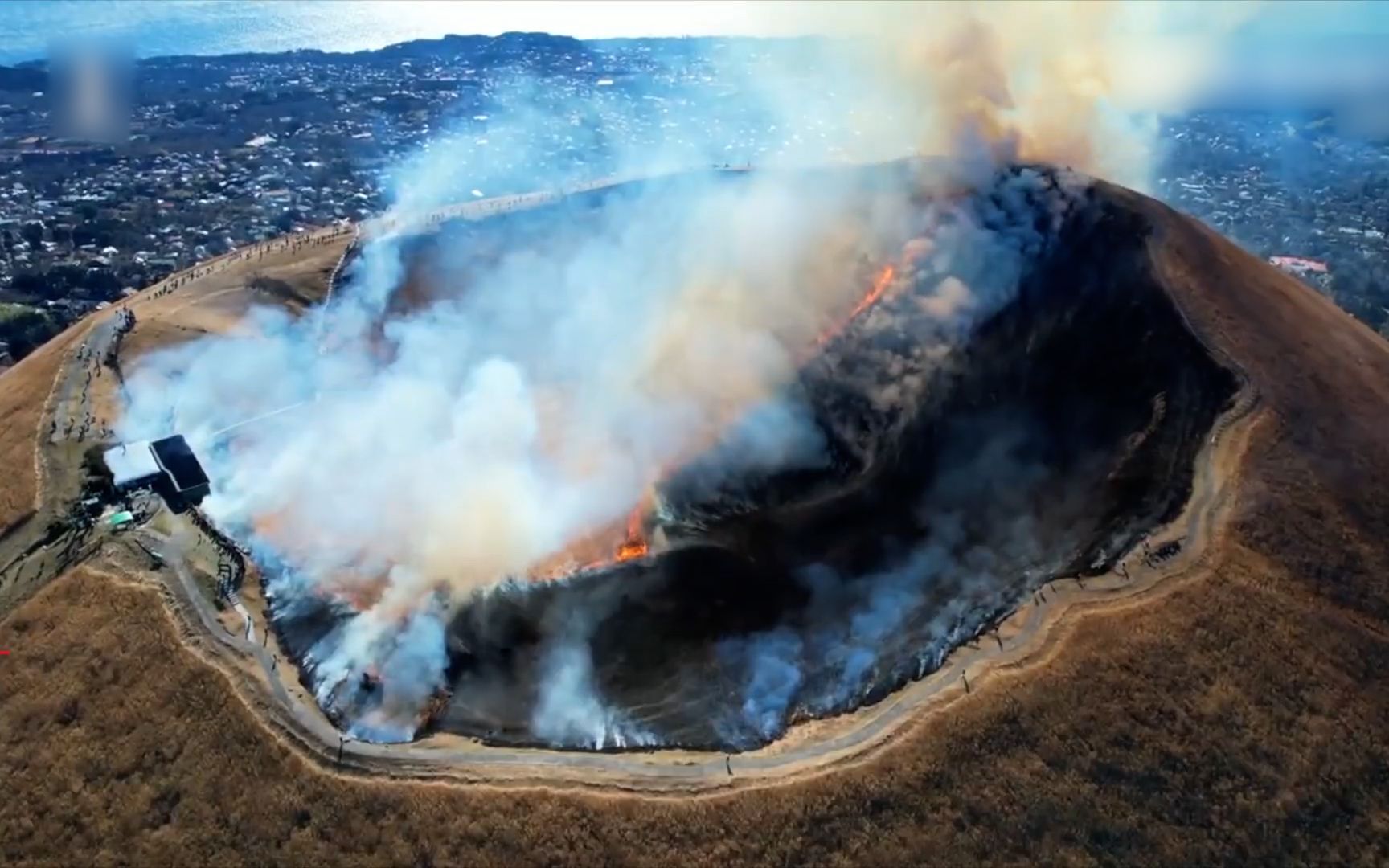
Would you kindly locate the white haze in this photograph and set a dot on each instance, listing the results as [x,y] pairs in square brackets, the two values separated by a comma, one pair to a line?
[539,406]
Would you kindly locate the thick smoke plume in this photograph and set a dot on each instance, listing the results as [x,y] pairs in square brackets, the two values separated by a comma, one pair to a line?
[474,429]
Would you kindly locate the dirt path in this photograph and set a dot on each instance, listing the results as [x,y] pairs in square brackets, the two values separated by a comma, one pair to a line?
[1026,638]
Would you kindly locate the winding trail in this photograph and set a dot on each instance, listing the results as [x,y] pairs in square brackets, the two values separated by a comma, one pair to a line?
[1022,639]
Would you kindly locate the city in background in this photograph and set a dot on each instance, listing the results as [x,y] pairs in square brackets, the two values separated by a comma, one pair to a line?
[191,158]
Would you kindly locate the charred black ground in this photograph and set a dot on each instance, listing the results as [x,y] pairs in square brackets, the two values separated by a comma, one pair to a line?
[1051,438]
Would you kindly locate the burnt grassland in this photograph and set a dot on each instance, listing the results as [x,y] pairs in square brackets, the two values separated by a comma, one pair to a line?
[1238,719]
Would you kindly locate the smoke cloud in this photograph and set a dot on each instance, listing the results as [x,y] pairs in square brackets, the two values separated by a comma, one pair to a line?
[469,420]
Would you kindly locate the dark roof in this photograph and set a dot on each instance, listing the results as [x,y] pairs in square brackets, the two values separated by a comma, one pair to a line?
[177,457]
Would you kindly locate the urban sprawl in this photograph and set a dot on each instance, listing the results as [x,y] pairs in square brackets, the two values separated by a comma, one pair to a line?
[217,153]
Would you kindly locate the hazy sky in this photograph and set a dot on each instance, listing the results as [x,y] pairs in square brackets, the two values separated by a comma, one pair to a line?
[28,28]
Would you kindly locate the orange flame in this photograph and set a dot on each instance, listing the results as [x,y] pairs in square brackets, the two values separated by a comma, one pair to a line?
[875,292]
[635,543]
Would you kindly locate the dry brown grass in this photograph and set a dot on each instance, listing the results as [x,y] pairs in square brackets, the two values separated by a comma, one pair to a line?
[1239,719]
[219,301]
[1227,723]
[23,393]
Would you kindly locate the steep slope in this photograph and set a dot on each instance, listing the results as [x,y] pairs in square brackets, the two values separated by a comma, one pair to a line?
[1238,715]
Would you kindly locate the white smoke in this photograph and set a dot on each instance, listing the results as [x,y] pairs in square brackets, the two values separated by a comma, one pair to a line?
[461,439]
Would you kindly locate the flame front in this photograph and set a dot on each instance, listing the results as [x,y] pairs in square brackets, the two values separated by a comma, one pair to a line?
[875,292]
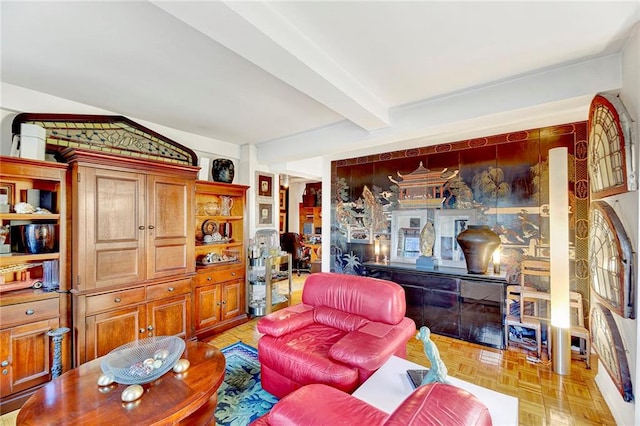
+ + +
Render all the rows above as a Markdown table with the columns "No." and "Line," numbering each line in order and leaving out blank lines. Omit the pictures from the table.

* [SOLUTION TO THIS PROBLEM]:
| No. | Line |
|---|---|
| 1 | Would you kindly locate the white haze in this photograph and set a dot on each instance, listing the results as [x,y] pairs in square brackets, the two values separated by a comma, one pair to a line? |
| 2 | [539,406] |
| 3 | Would you kindly locate the thick smoke plume in this photograph and set a dot on each instance, listing the results as [x,y] pairs in square brackets, the two values separated by a comma, one pair to a line? |
| 4 | [474,429] |
| 5 | Would you kindly locate the dirt path in this photograph and set a dot on each instance, listing the results as [x,y] pairs in square brackets, the two values separated by a comma, one pair to a line? |
| 6 | [1026,638] |
| 7 | Would you kindly locate the winding trail in this photograph and set a dot on each instance, listing the results as [x,y] pairs in square brackets, the two values separated by a comma, one pair to a line? |
| 8 | [1022,639] |
| 9 | Would you kindly locate the city in background in this photograph and set a dot on each instance, listing the results as [x,y] pairs in square brackets, the two values separated by a comma, one pair to a line? |
| 10 | [191,158] |
| 11 | Would you kindly locate the charred black ground in this photograph and set a dot on each instance, listing the results as [x,y] pairs in square brackets, the two values separated by a comma, one pair to a line? |
| 12 | [1051,438] |
| 13 | Would you kindly locate the burnt grassland in this photograph and set a dot on each instance, listing the results as [x,y] pairs in square brackets, the two values separated by a comma, one pair to a line? |
| 14 | [1238,719] |
| 15 | Would you kindly locate the smoke cloud in this photograph and set a dot on each instance, listing the results as [x,y] pairs in square brackets, the two values separated by a comma, one pair to a line? |
| 16 | [469,420] |
| 17 | Would you kindly locate the dark roof in this photograph and set a dot on each instance, listing the results as [x,y] pairs in square brackets, the two values separated by a comma, one pair to a line? |
| 18 | [177,457] |
| 19 | Would you kindly locate the urban sprawl in this photograph and set a dot on each instance, listing the results as [x,y] pairs in square brackets, the two values separated by a comma, one pair to a line? |
| 20 | [217,153] |
| 21 | Would you kindly locate the hazy sky in this photograph and set a dot on each instance, listing the results as [x,y] pairs in square brackets, the two values separated by a comma, one pair to a line? |
| 22 | [28,28] |
| 23 | Would you kindly locate the orange flame in this photograph and set a dot on each instance, listing the results as [x,y] pairs in square brackets, the two values separated by a comma, one pair to a line? |
| 24 | [875,292] |
| 25 | [635,543] |
| 26 | Would you kindly locate the dry brown grass in this photograph and set a dot on each instance, listing the results as [x,y] pairs in square brackets, the two values separated by a comma, one pair to a line? |
| 27 | [1239,719] |
| 28 | [219,301] |
| 29 | [1227,723] |
| 30 | [23,393] |
| 31 | Would you kindly locate the steep slope in this photograph and set a dot on each instance, listing the results as [x,y] pairs in square brackets, the two values separated by a comma, one pair to a line? |
| 32 | [1238,715] |
| 33 | Would you kindly locate the white smoke in this photograph and set a dot on each instance, listing the results as [x,y] pairs in square brackets, the two values separated by a comma, one pair to a line? |
| 34 | [461,439] |
| 35 | Would you kindly locate the flame front in this photograph and set a dot on each instance, listing the results as [x,y] pairs in square brackets, the two values separated by a comma, one pair to a line? |
| 36 | [875,292] |